Task instructions:
- A) Reproduce the passage about Joseph Buffey's case word for word, from "Joseph Buffey is" to "to 110 years.".
- B) In the passage about Joseph Buffey's case, how long did police interrogate Buffey before he confessed?

Passage for review:
▶

Joseph Buffey is a West Virginia man that was arrested in 2001 for the robbery and rape of an 83-year-old woman. He was interrogated by police for nine hours without food, when he finally confessed to the break-in in a tape-recorded statement. He then immediately denied his involvement, saying that he made up the story because the police were “breathing down [his] neck.” Buffey knew that DNA results from the rape kit would clear his name. Buffey’s attorney repeatedly asked about the status of the DNA results, but Buffey was getting close to the expiration date of a plea offer, in which Buffey expected to get 15 years for the crime and other unrelated charges against him would be dropped. In May 2002, the day finally came when his plea deal would expire, so Buffey took the guilty plea and ended up being sentenced to 70 to 110 years.

Buffey has since maintained his innocence and has discovered that the DNA results not only failed to implicate him, but pointed to another suspect named Adam Bowers, who had lived close to the victim and had been accused of sexually abusing other women. The victim had explicitly denied being attacked by more than one person and only described one person as her attacker, but the prosecutors constructed an elaborate story in which the two attackers used hand signals and whispers so the victim would not know there was more than one person. Bowers was convicted of the crime.

Buffey has been left with few routes for appeal because he took a guilty plea and thereby waived many of his rights that would have been available had he been wrongly convicted in a trial. State courts have been divided on the issue of whether defendants who plead guilty have a right to exculpatory information. Some courts held that defendants waived those rights when they took the plea. Other courts have created an “added safeguard” for defendants taking a plea in their right to certain exculpatory evidence, asserting the prosecutor has a “special role… in the search for truth.”

◀

Dataset excerpts:
▶

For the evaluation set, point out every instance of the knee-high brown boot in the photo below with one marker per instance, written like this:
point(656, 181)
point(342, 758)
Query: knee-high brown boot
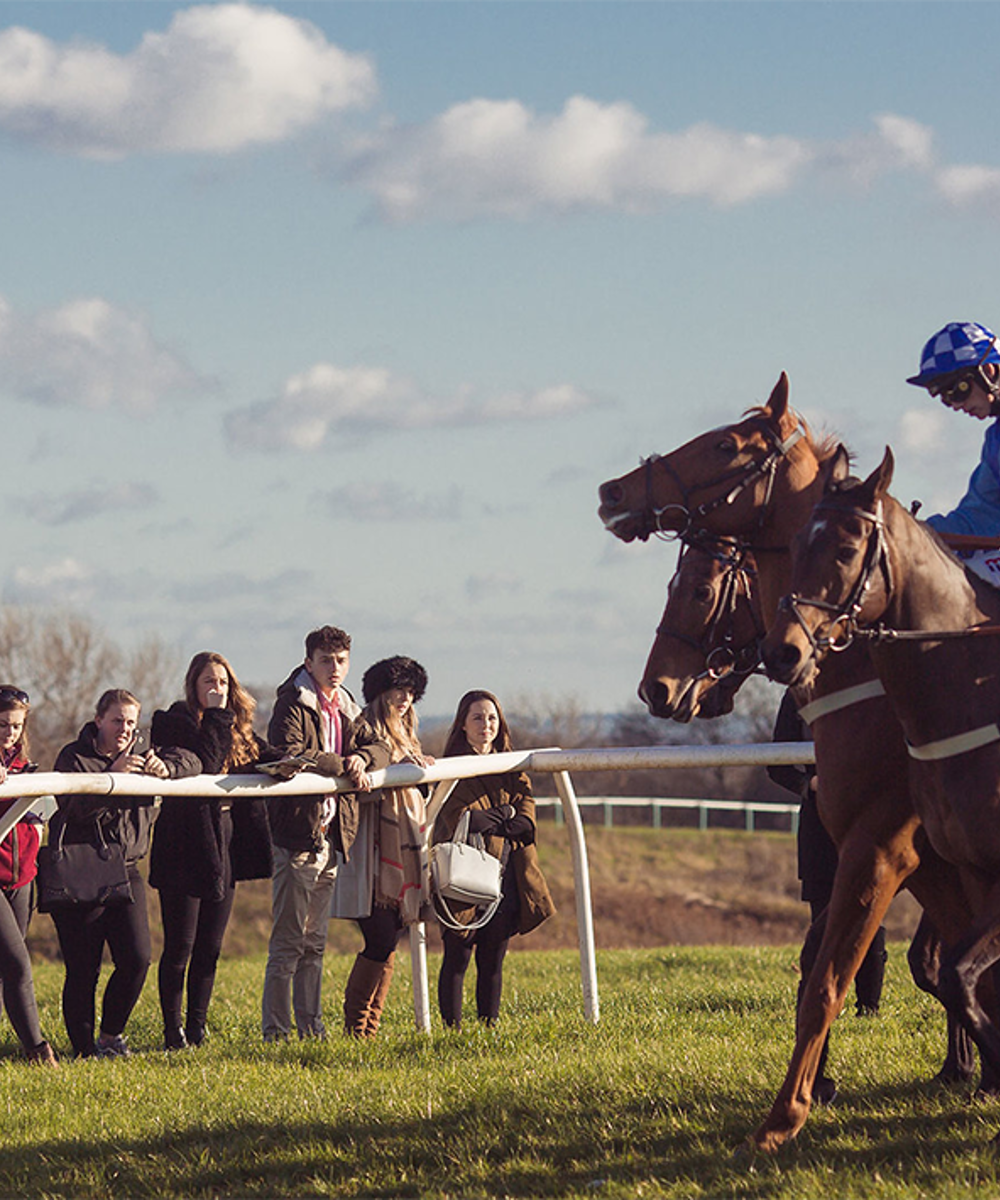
point(381, 994)
point(363, 984)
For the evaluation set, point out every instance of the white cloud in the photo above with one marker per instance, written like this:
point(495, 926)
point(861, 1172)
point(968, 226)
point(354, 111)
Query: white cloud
point(970, 186)
point(922, 431)
point(221, 77)
point(328, 400)
point(64, 582)
point(88, 354)
point(85, 502)
point(499, 159)
point(390, 502)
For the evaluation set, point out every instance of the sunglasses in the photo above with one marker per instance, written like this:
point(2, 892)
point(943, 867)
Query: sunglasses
point(956, 393)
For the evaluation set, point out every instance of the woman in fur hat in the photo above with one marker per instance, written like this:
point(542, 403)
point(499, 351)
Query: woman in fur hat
point(501, 809)
point(400, 880)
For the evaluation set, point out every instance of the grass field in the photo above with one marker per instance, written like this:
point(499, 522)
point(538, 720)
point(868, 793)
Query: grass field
point(651, 1102)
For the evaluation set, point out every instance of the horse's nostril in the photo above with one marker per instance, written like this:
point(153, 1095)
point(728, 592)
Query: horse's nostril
point(656, 697)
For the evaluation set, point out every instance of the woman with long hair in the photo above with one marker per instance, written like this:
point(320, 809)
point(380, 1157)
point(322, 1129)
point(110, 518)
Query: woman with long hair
point(201, 847)
point(501, 809)
point(394, 892)
point(18, 856)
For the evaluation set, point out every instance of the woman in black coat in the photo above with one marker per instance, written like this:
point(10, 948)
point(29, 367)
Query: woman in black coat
point(202, 846)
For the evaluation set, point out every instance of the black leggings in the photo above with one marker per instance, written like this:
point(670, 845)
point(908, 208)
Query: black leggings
point(192, 934)
point(382, 933)
point(82, 939)
point(490, 945)
point(18, 988)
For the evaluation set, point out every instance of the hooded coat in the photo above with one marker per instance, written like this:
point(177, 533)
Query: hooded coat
point(486, 792)
point(125, 820)
point(297, 729)
point(189, 847)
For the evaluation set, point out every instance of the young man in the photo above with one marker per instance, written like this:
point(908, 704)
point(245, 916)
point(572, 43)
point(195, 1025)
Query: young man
point(960, 365)
point(315, 718)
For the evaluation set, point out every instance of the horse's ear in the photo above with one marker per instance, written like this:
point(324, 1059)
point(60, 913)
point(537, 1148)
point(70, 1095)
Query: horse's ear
point(837, 468)
point(878, 483)
point(778, 402)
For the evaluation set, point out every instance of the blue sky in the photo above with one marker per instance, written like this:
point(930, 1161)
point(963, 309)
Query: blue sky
point(340, 312)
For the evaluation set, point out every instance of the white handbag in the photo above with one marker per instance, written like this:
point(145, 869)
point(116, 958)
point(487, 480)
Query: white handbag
point(466, 874)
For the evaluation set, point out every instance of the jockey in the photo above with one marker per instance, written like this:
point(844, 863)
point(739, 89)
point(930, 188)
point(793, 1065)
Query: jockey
point(960, 365)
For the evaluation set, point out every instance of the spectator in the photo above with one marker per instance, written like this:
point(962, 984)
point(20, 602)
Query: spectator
point(316, 721)
point(109, 743)
point(202, 846)
point(394, 888)
point(502, 809)
point(18, 856)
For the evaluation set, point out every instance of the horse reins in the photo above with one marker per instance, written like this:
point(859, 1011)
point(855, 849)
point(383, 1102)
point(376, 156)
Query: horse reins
point(846, 613)
point(718, 651)
point(742, 478)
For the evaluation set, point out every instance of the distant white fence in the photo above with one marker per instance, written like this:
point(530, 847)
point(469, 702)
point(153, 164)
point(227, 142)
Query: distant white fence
point(444, 773)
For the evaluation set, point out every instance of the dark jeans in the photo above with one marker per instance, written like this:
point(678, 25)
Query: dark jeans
point(490, 945)
point(18, 988)
point(82, 939)
point(192, 934)
point(382, 933)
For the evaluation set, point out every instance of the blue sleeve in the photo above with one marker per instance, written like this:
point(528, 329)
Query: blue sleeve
point(978, 510)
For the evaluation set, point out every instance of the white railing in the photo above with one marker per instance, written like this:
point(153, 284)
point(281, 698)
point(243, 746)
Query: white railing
point(445, 773)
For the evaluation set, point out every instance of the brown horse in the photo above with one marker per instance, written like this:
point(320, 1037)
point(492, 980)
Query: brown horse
point(708, 633)
point(759, 479)
point(861, 559)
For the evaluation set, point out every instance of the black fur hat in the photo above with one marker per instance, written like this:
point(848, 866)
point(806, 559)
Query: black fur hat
point(395, 672)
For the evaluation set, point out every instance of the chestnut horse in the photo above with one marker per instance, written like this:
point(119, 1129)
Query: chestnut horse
point(861, 559)
point(708, 631)
point(759, 479)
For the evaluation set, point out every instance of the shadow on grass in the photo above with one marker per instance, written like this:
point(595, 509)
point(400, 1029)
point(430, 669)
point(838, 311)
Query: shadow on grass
point(489, 1149)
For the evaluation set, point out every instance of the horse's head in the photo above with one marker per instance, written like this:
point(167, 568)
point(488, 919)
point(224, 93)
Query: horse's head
point(842, 576)
point(706, 643)
point(720, 481)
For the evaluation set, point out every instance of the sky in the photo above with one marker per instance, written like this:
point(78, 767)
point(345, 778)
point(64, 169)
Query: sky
point(340, 312)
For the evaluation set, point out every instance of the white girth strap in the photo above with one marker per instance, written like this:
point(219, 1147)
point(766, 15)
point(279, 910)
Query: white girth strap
point(962, 743)
point(838, 700)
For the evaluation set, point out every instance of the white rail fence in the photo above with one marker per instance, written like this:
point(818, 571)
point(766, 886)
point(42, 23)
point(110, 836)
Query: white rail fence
point(444, 773)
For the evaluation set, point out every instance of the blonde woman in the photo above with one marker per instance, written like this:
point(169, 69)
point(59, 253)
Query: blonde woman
point(396, 886)
point(202, 846)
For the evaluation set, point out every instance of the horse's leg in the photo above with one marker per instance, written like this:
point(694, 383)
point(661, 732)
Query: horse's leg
point(824, 1087)
point(924, 960)
point(868, 876)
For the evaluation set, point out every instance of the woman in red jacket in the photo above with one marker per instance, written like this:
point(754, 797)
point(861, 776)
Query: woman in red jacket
point(18, 855)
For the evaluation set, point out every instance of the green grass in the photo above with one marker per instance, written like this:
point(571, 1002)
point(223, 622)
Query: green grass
point(690, 1048)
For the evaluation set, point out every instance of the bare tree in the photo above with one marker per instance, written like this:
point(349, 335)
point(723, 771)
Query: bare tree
point(64, 661)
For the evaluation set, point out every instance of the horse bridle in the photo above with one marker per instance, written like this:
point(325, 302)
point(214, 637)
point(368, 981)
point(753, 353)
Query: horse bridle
point(846, 613)
point(742, 478)
point(716, 646)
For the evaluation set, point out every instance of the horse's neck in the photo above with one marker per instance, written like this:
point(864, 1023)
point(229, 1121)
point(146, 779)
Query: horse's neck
point(930, 588)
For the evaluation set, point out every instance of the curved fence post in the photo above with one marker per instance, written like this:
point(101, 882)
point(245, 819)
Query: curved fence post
point(581, 887)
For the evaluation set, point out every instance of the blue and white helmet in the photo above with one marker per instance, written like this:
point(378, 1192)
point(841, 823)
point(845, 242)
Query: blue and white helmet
point(959, 346)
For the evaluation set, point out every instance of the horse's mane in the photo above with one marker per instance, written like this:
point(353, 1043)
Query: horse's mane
point(824, 448)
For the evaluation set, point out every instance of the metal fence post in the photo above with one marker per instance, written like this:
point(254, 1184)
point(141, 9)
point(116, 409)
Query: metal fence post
point(581, 887)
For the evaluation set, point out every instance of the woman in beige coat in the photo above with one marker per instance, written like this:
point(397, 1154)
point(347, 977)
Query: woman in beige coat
point(501, 809)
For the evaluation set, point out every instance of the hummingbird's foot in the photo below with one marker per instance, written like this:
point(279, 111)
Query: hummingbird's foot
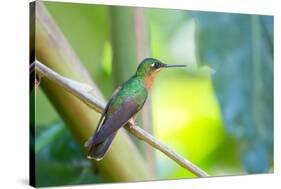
point(132, 121)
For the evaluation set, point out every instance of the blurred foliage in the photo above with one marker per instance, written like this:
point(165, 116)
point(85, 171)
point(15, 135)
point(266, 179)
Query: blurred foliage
point(59, 160)
point(239, 47)
point(223, 122)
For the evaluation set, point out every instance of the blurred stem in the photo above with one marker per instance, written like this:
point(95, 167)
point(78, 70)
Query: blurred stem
point(52, 48)
point(77, 90)
point(123, 44)
point(143, 50)
point(257, 74)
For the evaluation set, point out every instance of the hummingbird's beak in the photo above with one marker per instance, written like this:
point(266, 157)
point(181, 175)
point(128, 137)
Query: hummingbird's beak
point(174, 65)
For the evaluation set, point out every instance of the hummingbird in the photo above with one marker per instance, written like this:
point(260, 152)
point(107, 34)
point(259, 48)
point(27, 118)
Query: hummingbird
point(126, 101)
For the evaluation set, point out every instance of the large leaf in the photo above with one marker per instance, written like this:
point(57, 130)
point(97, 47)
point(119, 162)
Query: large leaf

◀

Solutions for each task:
- A)
Joseph Buffey is a West Virginia man that was arrested in 2001 for the robbery and rape of an 83-year-old woman. He was interrogated by police for nine hours without food, when he finally confessed to the break-in in a tape-recorded statement. He then immediately denied his involvement, saying that he made up the story because the police were “breathing down [his] neck.” Buffey knew that DNA results from the rape kit would clear his name. Buffey’s attorney repeatedly asked about the status of the DNA results, but Buffey was getting close to the expiration date of a plea offer, in which Buffey expected to get 15 years for the crime and other unrelated charges against him would be dropped. In May 2002, the day finally came when his plea deal would expire, so Buffey took the guilty plea and ended up being sentenced to 70 to 110 years.

- B) Nine hours, without food.